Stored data
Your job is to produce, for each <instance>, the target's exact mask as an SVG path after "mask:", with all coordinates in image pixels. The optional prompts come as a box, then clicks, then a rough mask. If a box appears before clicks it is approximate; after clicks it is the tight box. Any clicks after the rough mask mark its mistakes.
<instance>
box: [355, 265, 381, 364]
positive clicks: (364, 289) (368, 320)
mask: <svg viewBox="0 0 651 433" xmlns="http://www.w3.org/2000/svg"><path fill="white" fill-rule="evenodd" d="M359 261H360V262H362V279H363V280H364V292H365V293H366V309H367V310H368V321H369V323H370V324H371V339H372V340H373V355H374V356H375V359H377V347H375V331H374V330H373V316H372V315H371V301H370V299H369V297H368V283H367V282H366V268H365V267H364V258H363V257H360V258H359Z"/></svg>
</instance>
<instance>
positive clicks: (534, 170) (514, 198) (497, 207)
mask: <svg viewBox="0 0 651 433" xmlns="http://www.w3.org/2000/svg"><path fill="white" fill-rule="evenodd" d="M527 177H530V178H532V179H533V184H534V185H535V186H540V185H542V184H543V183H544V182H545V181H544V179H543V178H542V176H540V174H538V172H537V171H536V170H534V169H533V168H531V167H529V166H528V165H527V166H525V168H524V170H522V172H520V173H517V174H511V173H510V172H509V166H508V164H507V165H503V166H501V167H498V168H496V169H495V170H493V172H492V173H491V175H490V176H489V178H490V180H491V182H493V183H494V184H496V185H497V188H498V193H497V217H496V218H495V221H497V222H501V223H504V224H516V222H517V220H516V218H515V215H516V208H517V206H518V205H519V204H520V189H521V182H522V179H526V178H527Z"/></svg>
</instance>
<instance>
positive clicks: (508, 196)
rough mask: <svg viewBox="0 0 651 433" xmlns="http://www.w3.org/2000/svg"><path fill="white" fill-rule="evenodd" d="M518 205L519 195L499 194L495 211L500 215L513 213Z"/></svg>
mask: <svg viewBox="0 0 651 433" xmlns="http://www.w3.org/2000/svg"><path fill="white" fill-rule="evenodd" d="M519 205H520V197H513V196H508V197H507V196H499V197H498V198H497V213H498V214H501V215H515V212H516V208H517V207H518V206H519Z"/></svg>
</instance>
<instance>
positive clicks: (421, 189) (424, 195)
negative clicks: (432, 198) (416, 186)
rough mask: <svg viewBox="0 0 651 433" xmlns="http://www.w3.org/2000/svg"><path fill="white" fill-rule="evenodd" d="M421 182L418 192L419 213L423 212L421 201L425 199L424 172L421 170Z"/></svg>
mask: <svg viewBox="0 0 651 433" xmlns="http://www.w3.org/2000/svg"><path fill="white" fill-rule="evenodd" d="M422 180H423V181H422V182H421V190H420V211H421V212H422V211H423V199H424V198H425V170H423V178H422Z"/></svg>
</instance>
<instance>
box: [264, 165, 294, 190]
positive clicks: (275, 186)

Exercise details »
Each line above should be reproduced exactly, with nothing omitted.

Result of the task »
Your job is to produce, for each <instance>, the target's exact mask as an SVG path after "mask:", with all coordinates in image pixels. The optional prompts come as a box, then clicks, then a rough mask. If a box appears before clicks it is approximate; after clicks it is the tight box. Any clicks after the rough mask mark its mistakes.
<instance>
box: [355, 265, 381, 364]
positive clicks: (364, 289) (368, 320)
mask: <svg viewBox="0 0 651 433" xmlns="http://www.w3.org/2000/svg"><path fill="white" fill-rule="evenodd" d="M359 261H360V262H362V279H363V280H364V292H365V293H366V309H367V310H368V321H369V323H370V324H371V339H372V340H373V355H374V356H375V359H377V347H375V331H374V330H373V316H372V315H371V301H370V299H369V297H368V283H367V282H366V268H365V267H364V258H363V257H360V258H359Z"/></svg>
</instance>
<instance>
positive clicks: (534, 170) (514, 198) (497, 207)
mask: <svg viewBox="0 0 651 433" xmlns="http://www.w3.org/2000/svg"><path fill="white" fill-rule="evenodd" d="M527 177H530V178H532V179H533V184H534V185H535V186H540V185H542V184H543V183H544V182H545V181H544V179H543V178H542V176H540V174H538V172H537V171H536V170H534V169H533V168H531V167H529V166H528V165H527V166H525V168H524V170H522V172H520V173H517V174H511V173H510V172H509V166H508V164H507V165H503V166H501V167H498V168H496V169H495V170H493V172H492V173H491V175H490V176H489V178H490V180H491V182H493V183H494V184H496V185H497V188H498V193H497V217H496V218H495V221H497V222H501V223H504V224H516V222H517V220H516V218H515V215H516V208H517V206H518V205H519V204H520V189H521V182H522V179H526V178H527Z"/></svg>
</instance>
<instance>
positive clicks: (508, 196)
rough mask: <svg viewBox="0 0 651 433" xmlns="http://www.w3.org/2000/svg"><path fill="white" fill-rule="evenodd" d="M518 205L519 195L499 194L495 211L500 215L513 213Z"/></svg>
mask: <svg viewBox="0 0 651 433" xmlns="http://www.w3.org/2000/svg"><path fill="white" fill-rule="evenodd" d="M519 205H520V197H513V196H508V197H507V196H499V197H498V198H497V213H498V214H501V215H515V212H516V208H517V207H518V206H519Z"/></svg>
</instance>
<instance>
positive clicks: (421, 189) (424, 195)
negative clicks: (432, 198) (416, 186)
rough mask: <svg viewBox="0 0 651 433" xmlns="http://www.w3.org/2000/svg"><path fill="white" fill-rule="evenodd" d="M421 182L418 192L419 213L423 212L421 201L425 199L424 172L421 170Z"/></svg>
mask: <svg viewBox="0 0 651 433" xmlns="http://www.w3.org/2000/svg"><path fill="white" fill-rule="evenodd" d="M422 180H423V181H422V182H421V190H420V211H421V212H422V211H423V199H424V198H425V170H423V178H422Z"/></svg>
</instance>
<instance>
box: [264, 165, 294, 190]
positive clicks: (275, 186)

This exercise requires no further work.